# Défi 1:
Selon le texte sur Les vies parallèles de Greta Wells, en quelle année Greta se réveille-t-elle au lendemain de son traitement ?
# Défi 2:
Résumez en deux phrases, s'il vous plaît, le texte sur Les vies parallèles de Greta Wells.

# Texte:
#Roman étranger

Les vies parallèles de Greta Wells

Andrew Sean Greer

New York, Greenwich Village, 1985. Greta Wells, une photographe, est atteinte de dépression : son frère jumeau Felix est mort du sida, et son petit ami Nathan vient de la quitter. Elle entreprend un traitement par électrochocs. Le lendemain matin Greta découvre qu'elle a changé d'époque - nous sommes maintenant en 1918. Felix est bien vivant, il est fiancé à la fille d'un sénateur et a une liaison secrète avec son avocat, Alan. Mais la voilà à nouveau projetée dans le temps - en 1941, cette fois. Greta a épousé Nathan, avec qui elle a fondé une famille. Elle fréquente aussi Leo, un homme plus jeune qu'elle. Ces vertigineux allers-retours sont bien plus que des changements d'époque : ce sont des mondes différents que doit affronter Greta, des vies alternatives parmi lesquelles il lui faudra, si elle en est capable, choisir celle qui lui convient. Dans le dédale du temps, une femme cherche son chemin... Après le succès international de L'Histoire d'un mariage, Andrew Sean Greer nous captive à nouveau avec ce roman magique et précis comme une montre suisse.

# Liste des entrées:
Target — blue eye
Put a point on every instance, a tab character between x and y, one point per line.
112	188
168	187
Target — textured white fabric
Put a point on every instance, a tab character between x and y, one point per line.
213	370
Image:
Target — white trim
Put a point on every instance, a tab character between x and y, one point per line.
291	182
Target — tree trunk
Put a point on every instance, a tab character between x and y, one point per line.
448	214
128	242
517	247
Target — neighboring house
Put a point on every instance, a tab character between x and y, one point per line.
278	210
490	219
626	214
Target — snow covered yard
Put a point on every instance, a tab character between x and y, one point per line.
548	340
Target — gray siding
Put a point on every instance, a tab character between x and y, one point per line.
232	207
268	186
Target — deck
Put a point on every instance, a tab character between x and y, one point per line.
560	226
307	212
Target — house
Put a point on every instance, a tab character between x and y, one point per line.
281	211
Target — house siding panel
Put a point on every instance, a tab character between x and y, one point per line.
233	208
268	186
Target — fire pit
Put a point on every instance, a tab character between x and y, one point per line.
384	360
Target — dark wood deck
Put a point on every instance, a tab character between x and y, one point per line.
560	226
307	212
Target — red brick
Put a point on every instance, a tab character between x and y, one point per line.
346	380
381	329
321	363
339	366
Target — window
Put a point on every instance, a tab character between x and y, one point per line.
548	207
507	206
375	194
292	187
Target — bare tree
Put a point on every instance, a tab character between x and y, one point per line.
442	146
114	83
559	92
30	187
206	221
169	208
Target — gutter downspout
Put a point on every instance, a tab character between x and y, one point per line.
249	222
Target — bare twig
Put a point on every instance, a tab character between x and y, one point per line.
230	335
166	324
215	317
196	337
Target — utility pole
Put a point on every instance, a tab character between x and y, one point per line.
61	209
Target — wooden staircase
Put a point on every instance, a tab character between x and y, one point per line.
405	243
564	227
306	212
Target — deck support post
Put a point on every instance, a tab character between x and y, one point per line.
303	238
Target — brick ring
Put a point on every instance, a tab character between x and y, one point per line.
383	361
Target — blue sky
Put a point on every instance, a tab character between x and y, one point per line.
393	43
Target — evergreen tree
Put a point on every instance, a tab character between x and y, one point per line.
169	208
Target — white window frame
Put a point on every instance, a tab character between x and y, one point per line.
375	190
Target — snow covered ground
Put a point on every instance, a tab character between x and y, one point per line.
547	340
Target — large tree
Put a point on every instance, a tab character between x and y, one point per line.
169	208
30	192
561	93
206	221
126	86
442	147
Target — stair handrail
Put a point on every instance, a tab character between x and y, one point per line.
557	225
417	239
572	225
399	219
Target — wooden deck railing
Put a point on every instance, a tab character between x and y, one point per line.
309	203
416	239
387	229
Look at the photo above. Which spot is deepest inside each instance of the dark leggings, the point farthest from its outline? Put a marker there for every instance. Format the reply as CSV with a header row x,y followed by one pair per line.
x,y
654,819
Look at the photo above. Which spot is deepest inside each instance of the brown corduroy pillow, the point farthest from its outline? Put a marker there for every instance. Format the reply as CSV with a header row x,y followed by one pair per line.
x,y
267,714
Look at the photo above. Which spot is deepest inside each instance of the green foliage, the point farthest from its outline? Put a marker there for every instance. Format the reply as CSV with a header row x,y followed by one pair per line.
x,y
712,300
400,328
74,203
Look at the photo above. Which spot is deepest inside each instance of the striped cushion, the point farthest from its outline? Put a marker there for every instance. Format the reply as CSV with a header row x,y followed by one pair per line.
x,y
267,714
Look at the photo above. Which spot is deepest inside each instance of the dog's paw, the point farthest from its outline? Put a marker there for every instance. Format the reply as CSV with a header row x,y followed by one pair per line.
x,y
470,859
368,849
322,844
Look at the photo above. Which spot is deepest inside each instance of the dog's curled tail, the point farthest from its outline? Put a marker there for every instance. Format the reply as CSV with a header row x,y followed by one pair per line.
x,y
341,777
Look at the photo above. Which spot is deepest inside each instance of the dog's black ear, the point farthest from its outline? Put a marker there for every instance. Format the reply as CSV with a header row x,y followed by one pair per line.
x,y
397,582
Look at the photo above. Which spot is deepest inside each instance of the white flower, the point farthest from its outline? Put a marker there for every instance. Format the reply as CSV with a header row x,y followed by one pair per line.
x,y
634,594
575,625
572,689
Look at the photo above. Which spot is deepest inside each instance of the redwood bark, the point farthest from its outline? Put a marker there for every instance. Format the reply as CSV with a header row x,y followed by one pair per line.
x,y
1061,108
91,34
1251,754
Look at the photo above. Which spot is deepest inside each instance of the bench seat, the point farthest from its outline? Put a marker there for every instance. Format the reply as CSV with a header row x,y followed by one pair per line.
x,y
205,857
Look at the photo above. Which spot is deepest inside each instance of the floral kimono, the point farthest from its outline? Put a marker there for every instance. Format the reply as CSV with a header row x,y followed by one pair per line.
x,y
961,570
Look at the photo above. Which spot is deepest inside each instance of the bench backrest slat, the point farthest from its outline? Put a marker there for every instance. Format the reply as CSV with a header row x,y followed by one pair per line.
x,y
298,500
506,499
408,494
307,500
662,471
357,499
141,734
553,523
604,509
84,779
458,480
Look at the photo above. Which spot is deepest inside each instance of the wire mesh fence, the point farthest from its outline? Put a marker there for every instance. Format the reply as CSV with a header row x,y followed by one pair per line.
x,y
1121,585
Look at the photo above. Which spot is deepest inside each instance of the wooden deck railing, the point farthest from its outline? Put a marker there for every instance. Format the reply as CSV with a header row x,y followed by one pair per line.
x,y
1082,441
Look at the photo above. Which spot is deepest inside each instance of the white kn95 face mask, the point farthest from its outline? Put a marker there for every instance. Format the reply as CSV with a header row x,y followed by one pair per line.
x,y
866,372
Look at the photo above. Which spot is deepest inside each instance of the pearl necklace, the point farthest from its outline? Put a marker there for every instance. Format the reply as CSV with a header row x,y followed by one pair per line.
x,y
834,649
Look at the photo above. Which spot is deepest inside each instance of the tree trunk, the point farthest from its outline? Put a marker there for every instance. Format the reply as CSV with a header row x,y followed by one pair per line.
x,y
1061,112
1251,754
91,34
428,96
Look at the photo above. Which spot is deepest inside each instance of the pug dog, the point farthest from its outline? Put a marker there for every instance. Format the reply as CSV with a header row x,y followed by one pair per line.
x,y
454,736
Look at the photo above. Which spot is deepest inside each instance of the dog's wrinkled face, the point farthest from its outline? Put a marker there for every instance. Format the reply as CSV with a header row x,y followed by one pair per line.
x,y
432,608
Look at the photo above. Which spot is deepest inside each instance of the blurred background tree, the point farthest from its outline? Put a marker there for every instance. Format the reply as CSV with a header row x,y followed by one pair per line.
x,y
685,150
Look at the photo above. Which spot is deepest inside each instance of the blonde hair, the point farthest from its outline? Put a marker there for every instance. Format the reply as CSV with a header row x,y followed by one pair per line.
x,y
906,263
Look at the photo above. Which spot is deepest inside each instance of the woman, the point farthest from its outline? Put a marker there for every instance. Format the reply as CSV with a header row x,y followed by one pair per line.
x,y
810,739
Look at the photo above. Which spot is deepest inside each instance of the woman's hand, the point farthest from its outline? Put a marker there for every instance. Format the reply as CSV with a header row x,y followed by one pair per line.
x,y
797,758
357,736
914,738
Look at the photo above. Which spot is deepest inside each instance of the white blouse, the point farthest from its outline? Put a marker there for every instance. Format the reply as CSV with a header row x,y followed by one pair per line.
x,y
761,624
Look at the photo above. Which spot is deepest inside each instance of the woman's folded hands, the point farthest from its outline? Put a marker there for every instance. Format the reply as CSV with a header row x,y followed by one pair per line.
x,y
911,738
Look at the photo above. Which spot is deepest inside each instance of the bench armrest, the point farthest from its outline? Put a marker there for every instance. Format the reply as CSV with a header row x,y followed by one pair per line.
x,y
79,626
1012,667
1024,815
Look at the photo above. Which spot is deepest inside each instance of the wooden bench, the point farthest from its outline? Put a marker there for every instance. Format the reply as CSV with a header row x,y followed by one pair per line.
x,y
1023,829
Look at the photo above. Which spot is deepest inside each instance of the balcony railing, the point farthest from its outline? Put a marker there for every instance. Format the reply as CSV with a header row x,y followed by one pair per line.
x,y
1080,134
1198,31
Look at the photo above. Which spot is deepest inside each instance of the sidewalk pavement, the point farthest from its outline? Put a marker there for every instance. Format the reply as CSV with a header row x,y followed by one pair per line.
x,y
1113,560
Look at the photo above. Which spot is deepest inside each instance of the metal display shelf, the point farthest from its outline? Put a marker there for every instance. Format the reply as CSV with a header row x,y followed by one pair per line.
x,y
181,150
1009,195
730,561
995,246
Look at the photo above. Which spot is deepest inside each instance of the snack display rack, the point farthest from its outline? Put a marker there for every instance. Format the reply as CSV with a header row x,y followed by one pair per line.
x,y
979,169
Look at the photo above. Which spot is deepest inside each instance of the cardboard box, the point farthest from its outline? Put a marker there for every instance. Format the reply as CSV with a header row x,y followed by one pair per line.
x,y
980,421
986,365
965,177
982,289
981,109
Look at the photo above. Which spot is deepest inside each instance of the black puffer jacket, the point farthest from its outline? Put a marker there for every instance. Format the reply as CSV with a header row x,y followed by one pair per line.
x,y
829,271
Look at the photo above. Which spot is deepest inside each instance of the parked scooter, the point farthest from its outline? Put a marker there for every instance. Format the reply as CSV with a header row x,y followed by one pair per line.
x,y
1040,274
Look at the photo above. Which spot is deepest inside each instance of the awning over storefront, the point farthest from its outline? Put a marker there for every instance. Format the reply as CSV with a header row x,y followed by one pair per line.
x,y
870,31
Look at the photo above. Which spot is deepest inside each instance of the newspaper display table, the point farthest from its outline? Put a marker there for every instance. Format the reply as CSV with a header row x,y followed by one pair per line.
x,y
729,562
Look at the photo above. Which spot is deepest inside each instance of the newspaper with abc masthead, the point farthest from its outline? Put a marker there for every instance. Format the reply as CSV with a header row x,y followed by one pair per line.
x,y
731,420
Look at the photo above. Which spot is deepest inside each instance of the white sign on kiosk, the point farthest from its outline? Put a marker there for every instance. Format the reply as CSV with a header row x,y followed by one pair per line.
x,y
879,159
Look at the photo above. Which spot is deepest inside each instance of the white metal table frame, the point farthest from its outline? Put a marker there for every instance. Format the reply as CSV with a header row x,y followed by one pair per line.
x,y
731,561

# Réponse complète 1:
En 1918.

# Réponse complète 2:
À New York en 1985, Greta Wells, une photographe dépressive depuis la mort de son frère jumeau Felix et le départ de son petit ami Nathan, suit un traitement par électrochocs puis se retrouve projetée en 1918, puis en 1941. Dans ces mondes différents, elle doit affronter des vies alternatives et, si elle en est capable, choisir celle qui lui convient.